PROBLEM DESCRIPTION: Gather every line of the records below that contains the word "window", copying each in full. Case counts.

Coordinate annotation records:
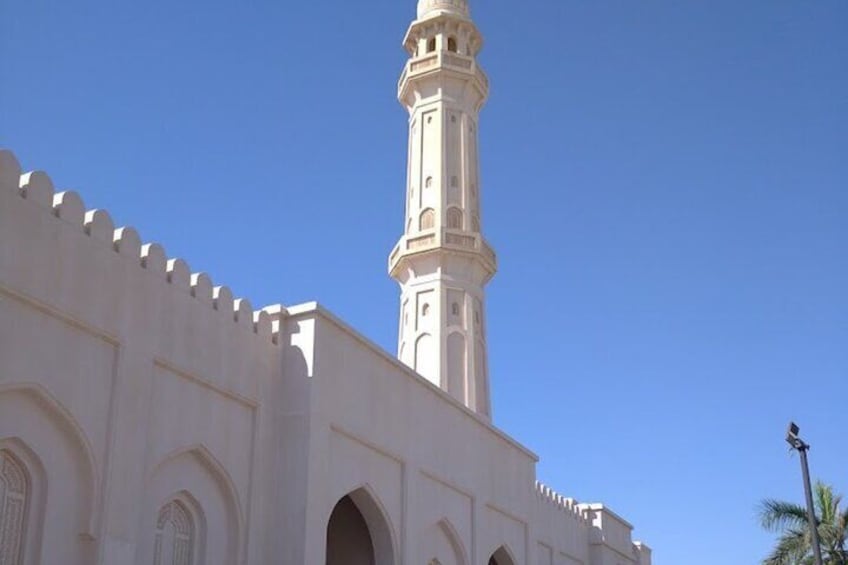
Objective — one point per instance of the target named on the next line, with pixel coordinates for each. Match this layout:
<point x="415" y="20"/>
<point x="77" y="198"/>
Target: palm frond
<point x="791" y="549"/>
<point x="777" y="515"/>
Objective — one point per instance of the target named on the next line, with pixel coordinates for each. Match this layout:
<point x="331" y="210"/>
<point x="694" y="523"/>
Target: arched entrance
<point x="501" y="557"/>
<point x="358" y="532"/>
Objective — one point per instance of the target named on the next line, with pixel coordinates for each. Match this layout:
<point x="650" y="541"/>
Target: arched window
<point x="175" y="536"/>
<point x="14" y="493"/>
<point x="427" y="221"/>
<point x="454" y="218"/>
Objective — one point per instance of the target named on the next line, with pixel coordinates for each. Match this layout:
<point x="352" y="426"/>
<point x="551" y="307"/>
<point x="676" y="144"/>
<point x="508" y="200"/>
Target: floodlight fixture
<point x="793" y="439"/>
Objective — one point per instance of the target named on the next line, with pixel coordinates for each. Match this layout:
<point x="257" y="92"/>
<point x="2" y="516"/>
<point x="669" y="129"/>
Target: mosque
<point x="149" y="417"/>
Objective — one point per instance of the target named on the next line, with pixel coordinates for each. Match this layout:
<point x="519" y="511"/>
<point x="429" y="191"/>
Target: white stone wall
<point x="153" y="413"/>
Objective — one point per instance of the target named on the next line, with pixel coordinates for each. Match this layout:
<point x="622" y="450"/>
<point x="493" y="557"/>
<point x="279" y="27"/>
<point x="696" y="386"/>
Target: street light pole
<point x="798" y="445"/>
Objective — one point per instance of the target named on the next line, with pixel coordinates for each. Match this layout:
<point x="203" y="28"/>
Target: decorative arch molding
<point x="69" y="425"/>
<point x="442" y="544"/>
<point x="503" y="556"/>
<point x="186" y="504"/>
<point x="383" y="536"/>
<point x="36" y="496"/>
<point x="224" y="483"/>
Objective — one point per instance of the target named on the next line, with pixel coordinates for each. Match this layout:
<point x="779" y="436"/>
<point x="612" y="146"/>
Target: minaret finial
<point x="458" y="7"/>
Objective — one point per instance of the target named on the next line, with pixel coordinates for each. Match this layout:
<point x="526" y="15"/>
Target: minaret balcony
<point x="455" y="241"/>
<point x="431" y="63"/>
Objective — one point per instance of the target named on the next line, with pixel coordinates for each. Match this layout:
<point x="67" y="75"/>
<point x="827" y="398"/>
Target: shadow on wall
<point x="358" y="532"/>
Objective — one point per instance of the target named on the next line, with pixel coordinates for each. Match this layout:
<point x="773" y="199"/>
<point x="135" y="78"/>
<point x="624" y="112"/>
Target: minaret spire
<point x="442" y="261"/>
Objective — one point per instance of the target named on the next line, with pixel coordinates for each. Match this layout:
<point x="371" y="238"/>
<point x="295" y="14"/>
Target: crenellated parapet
<point x="569" y="506"/>
<point x="68" y="207"/>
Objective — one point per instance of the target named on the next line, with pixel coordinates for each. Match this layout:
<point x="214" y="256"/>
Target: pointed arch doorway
<point x="501" y="557"/>
<point x="358" y="532"/>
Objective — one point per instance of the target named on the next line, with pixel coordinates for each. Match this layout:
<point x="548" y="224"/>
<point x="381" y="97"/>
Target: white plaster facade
<point x="149" y="417"/>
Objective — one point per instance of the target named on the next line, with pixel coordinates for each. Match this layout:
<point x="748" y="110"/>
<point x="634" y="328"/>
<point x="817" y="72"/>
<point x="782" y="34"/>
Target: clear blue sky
<point x="666" y="184"/>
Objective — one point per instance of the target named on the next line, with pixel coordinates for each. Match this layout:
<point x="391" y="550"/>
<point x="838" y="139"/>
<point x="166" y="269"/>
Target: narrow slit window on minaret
<point x="428" y="219"/>
<point x="454" y="218"/>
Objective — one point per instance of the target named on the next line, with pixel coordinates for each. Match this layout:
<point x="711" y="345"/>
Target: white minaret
<point x="442" y="261"/>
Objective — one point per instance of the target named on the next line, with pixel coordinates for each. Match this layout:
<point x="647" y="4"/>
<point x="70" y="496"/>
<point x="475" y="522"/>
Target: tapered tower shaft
<point x="442" y="261"/>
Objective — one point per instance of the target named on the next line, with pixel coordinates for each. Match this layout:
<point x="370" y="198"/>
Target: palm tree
<point x="790" y="520"/>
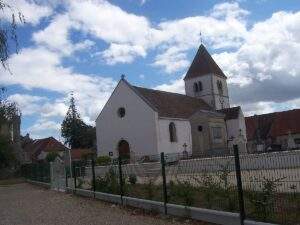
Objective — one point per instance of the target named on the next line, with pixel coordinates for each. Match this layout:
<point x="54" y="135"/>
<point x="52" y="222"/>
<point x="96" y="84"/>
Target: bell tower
<point x="205" y="80"/>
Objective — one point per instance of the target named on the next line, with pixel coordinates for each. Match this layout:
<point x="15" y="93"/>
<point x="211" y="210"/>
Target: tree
<point x="51" y="156"/>
<point x="8" y="34"/>
<point x="8" y="109"/>
<point x="76" y="133"/>
<point x="6" y="152"/>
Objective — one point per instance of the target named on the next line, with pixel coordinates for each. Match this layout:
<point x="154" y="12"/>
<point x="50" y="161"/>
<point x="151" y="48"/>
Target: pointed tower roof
<point x="203" y="64"/>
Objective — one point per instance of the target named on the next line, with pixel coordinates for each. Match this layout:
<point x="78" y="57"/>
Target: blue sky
<point x="84" y="47"/>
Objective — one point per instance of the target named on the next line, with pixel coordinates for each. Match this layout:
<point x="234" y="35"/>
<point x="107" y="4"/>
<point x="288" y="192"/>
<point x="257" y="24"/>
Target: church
<point x="138" y="121"/>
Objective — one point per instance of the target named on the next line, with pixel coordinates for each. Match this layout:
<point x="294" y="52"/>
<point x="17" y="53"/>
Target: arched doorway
<point x="124" y="150"/>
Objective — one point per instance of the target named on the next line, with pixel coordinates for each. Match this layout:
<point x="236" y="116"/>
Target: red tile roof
<point x="231" y="113"/>
<point x="203" y="64"/>
<point x="169" y="104"/>
<point x="273" y="124"/>
<point x="79" y="153"/>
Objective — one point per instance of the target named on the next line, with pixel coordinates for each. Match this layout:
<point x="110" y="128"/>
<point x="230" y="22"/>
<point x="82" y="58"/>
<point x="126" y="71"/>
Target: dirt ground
<point x="26" y="204"/>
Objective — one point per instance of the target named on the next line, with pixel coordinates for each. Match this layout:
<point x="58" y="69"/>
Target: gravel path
<point x="26" y="204"/>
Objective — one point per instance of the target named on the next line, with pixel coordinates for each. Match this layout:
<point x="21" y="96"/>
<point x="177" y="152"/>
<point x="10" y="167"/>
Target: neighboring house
<point x="11" y="130"/>
<point x="37" y="150"/>
<point x="274" y="131"/>
<point x="138" y="121"/>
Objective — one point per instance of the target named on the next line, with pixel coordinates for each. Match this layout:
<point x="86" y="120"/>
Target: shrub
<point x="51" y="156"/>
<point x="263" y="201"/>
<point x="183" y="190"/>
<point x="132" y="179"/>
<point x="6" y="153"/>
<point x="80" y="183"/>
<point x="103" y="160"/>
<point x="150" y="189"/>
<point x="108" y="183"/>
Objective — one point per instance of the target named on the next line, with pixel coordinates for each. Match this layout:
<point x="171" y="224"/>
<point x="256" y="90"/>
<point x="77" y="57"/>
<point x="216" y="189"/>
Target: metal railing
<point x="262" y="187"/>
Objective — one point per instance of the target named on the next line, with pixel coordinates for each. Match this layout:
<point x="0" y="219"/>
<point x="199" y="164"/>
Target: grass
<point x="11" y="181"/>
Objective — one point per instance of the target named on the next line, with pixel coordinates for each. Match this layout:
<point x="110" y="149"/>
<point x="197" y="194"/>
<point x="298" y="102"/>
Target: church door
<point x="124" y="150"/>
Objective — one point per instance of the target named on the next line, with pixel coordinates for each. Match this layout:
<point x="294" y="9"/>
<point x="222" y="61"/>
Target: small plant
<point x="183" y="190"/>
<point x="263" y="201"/>
<point x="150" y="189"/>
<point x="209" y="187"/>
<point x="103" y="160"/>
<point x="80" y="183"/>
<point x="108" y="183"/>
<point x="132" y="179"/>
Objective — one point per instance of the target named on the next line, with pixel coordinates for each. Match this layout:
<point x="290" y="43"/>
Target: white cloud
<point x="44" y="71"/>
<point x="31" y="11"/>
<point x="130" y="36"/>
<point x="228" y="9"/>
<point x="56" y="36"/>
<point x="27" y="103"/>
<point x="173" y="59"/>
<point x="122" y="53"/>
<point x="175" y="86"/>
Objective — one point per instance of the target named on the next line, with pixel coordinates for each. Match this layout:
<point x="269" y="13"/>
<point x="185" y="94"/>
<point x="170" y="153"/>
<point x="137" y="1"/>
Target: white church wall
<point x="183" y="131"/>
<point x="205" y="94"/>
<point x="233" y="129"/>
<point x="137" y="127"/>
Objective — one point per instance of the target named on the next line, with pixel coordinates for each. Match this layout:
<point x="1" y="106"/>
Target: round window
<point x="200" y="128"/>
<point x="121" y="112"/>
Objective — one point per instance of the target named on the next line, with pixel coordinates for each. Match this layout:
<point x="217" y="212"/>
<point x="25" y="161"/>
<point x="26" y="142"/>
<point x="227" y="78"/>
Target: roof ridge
<point x="264" y="114"/>
<point x="168" y="92"/>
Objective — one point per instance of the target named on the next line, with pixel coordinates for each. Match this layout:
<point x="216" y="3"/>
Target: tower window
<point x="121" y="112"/>
<point x="220" y="86"/>
<point x="200" y="86"/>
<point x="196" y="89"/>
<point x="172" y="131"/>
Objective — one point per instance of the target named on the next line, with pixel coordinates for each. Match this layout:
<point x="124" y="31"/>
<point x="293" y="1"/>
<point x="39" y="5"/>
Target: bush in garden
<point x="51" y="156"/>
<point x="183" y="190"/>
<point x="132" y="179"/>
<point x="103" y="160"/>
<point x="209" y="188"/>
<point x="150" y="189"/>
<point x="80" y="183"/>
<point x="226" y="190"/>
<point x="108" y="183"/>
<point x="263" y="201"/>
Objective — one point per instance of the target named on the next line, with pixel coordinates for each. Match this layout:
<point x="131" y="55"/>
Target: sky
<point x="83" y="47"/>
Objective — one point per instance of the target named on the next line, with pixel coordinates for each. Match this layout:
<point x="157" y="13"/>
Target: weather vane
<point x="201" y="37"/>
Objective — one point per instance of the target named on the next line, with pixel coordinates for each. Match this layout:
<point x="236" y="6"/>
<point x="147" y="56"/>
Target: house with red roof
<point x="37" y="150"/>
<point x="273" y="131"/>
<point x="138" y="121"/>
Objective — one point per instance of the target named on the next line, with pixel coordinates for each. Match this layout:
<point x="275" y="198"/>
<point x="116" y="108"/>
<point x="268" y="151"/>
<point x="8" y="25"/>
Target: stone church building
<point x="139" y="121"/>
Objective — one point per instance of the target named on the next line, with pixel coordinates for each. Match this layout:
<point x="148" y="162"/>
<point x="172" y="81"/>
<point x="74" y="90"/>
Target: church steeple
<point x="205" y="80"/>
<point x="203" y="64"/>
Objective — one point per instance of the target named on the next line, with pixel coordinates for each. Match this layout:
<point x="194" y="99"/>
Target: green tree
<point x="76" y="133"/>
<point x="6" y="152"/>
<point x="8" y="32"/>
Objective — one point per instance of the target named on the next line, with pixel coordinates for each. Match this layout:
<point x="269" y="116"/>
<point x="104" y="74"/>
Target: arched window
<point x="220" y="86"/>
<point x="196" y="87"/>
<point x="200" y="86"/>
<point x="172" y="131"/>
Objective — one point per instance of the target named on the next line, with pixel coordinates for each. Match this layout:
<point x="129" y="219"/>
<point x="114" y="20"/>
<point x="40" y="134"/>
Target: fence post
<point x="66" y="172"/>
<point x="120" y="178"/>
<point x="239" y="183"/>
<point x="94" y="177"/>
<point x="163" y="172"/>
<point x="74" y="175"/>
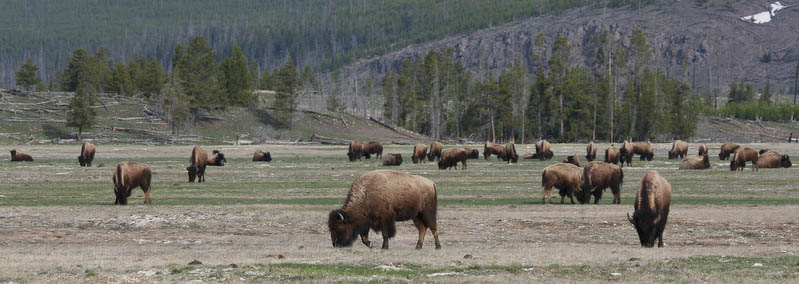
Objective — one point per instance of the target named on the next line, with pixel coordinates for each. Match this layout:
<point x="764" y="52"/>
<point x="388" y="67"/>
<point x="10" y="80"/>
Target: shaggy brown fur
<point x="354" y="151"/>
<point x="598" y="176"/>
<point x="392" y="159"/>
<point x="565" y="177"/>
<point x="679" y="149"/>
<point x="379" y="198"/>
<point x="86" y="154"/>
<point x="372" y="148"/>
<point x="772" y="159"/>
<point x="419" y="153"/>
<point x="435" y="151"/>
<point x="591" y="151"/>
<point x="695" y="163"/>
<point x="260" y="156"/>
<point x="20" y="157"/>
<point x="128" y="176"/>
<point x="651" y="206"/>
<point x="197" y="164"/>
<point x="612" y="155"/>
<point x="728" y="149"/>
<point x="741" y="157"/>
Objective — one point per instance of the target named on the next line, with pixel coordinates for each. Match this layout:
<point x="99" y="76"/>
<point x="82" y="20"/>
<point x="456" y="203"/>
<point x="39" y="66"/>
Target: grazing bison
<point x="260" y="156"/>
<point x="128" y="176"/>
<point x="197" y="164"/>
<point x="379" y="198"/>
<point x="435" y="151"/>
<point x="612" y="155"/>
<point x="741" y="157"/>
<point x="598" y="176"/>
<point x="590" y="151"/>
<point x="419" y="153"/>
<point x="86" y="154"/>
<point x="20" y="157"/>
<point x="354" y="151"/>
<point x="695" y="163"/>
<point x="772" y="159"/>
<point x="372" y="148"/>
<point x="451" y="157"/>
<point x="679" y="149"/>
<point x="392" y="159"/>
<point x="651" y="209"/>
<point x="727" y="149"/>
<point x="565" y="177"/>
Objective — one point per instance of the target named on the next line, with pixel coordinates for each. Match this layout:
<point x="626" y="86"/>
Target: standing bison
<point x="379" y="198"/>
<point x="651" y="209"/>
<point x="20" y="157"/>
<point x="128" y="176"/>
<point x="565" y="177"/>
<point x="86" y="154"/>
<point x="197" y="164"/>
<point x="598" y="176"/>
<point x="727" y="149"/>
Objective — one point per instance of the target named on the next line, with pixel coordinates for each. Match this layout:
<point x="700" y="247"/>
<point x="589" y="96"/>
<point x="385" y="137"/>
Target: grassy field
<point x="269" y="219"/>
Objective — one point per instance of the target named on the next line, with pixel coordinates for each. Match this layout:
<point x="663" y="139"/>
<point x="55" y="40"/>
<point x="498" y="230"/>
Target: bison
<point x="392" y="159"/>
<point x="197" y="164"/>
<point x="590" y="151"/>
<point x="451" y="157"/>
<point x="128" y="176"/>
<point x="741" y="157"/>
<point x="651" y="209"/>
<point x="379" y="198"/>
<point x="435" y="151"/>
<point x="20" y="157"/>
<point x="86" y="154"/>
<point x="372" y="148"/>
<point x="727" y="149"/>
<point x="260" y="156"/>
<point x="419" y="153"/>
<point x="598" y="176"/>
<point x="679" y="149"/>
<point x="354" y="151"/>
<point x="772" y="159"/>
<point x="565" y="177"/>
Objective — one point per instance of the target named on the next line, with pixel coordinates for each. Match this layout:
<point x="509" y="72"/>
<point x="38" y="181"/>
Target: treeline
<point x="618" y="96"/>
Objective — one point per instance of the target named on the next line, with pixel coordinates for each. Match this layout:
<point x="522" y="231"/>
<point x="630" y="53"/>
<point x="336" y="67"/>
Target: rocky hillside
<point x="704" y="45"/>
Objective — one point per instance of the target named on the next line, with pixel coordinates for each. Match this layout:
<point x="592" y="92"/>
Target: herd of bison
<point x="379" y="198"/>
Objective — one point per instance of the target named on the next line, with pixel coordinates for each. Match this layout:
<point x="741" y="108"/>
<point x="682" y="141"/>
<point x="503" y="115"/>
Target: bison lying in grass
<point x="379" y="198"/>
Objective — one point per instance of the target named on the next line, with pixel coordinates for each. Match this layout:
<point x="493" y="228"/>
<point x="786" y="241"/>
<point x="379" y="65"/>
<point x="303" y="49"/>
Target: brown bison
<point x="355" y="151"/>
<point x="598" y="176"/>
<point x="679" y="149"/>
<point x="695" y="163"/>
<point x="451" y="157"/>
<point x="435" y="151"/>
<point x="372" y="148"/>
<point x="772" y="159"/>
<point x="197" y="164"/>
<point x="86" y="154"/>
<point x="727" y="149"/>
<point x="20" y="157"/>
<point x="260" y="156"/>
<point x="392" y="159"/>
<point x="128" y="176"/>
<point x="741" y="157"/>
<point x="590" y="151"/>
<point x="565" y="177"/>
<point x="612" y="155"/>
<point x="651" y="209"/>
<point x="379" y="198"/>
<point x="419" y="153"/>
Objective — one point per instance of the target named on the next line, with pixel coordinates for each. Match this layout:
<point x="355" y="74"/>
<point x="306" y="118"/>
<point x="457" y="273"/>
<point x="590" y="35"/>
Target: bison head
<point x="342" y="230"/>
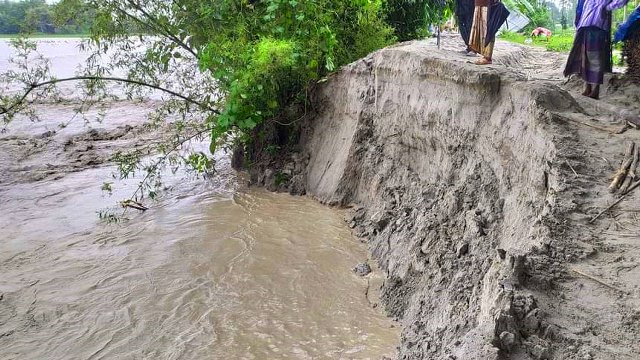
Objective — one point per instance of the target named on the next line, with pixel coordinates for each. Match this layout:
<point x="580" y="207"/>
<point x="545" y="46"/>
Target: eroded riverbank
<point x="207" y="272"/>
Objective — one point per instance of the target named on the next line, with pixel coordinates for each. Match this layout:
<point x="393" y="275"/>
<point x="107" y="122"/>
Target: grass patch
<point x="561" y="41"/>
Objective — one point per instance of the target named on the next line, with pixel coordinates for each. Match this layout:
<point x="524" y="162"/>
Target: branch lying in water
<point x="34" y="86"/>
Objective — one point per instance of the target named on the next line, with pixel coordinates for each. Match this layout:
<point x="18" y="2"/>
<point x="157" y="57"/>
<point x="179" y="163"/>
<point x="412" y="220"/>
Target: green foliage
<point x="265" y="54"/>
<point x="228" y="68"/>
<point x="559" y="42"/>
<point x="407" y="17"/>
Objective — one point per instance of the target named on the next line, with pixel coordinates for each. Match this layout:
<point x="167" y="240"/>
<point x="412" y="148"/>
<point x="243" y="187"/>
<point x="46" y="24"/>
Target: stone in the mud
<point x="540" y="352"/>
<point x="532" y="321"/>
<point x="463" y="250"/>
<point x="362" y="269"/>
<point x="507" y="340"/>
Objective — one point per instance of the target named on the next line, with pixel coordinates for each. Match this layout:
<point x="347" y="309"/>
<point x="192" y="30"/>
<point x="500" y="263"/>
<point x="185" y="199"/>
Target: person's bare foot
<point x="483" y="61"/>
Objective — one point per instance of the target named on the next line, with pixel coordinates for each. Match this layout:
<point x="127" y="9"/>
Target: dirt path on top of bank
<point x="595" y="303"/>
<point x="475" y="188"/>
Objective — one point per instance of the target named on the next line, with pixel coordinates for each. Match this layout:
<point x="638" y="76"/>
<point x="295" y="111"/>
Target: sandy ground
<point x="476" y="188"/>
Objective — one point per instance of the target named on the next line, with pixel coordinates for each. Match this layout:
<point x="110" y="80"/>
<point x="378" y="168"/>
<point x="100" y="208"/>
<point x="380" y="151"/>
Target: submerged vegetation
<point x="232" y="69"/>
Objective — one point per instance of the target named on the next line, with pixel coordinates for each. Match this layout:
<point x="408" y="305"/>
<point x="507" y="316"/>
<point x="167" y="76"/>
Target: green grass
<point x="561" y="41"/>
<point x="45" y="36"/>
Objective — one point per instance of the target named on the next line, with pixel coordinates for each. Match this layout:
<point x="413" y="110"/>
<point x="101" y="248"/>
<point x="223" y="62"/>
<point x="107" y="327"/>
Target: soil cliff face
<point x="453" y="168"/>
<point x="464" y="181"/>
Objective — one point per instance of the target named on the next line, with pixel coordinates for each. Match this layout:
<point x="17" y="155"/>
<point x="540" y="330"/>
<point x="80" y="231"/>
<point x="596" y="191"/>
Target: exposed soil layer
<point x="474" y="187"/>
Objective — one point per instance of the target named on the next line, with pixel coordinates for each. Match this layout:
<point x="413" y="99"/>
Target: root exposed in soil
<point x="475" y="187"/>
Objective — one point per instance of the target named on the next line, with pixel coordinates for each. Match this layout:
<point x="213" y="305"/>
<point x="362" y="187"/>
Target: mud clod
<point x="362" y="269"/>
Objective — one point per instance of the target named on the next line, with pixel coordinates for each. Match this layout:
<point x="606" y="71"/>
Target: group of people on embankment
<point x="591" y="54"/>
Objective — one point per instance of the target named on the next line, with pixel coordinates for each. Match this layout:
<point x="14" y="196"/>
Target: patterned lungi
<point x="590" y="56"/>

TASK OUTPUT:
Target: arched window
Target: narrow slit window on minaret
Target: round window
Target: tower window
Target: arched window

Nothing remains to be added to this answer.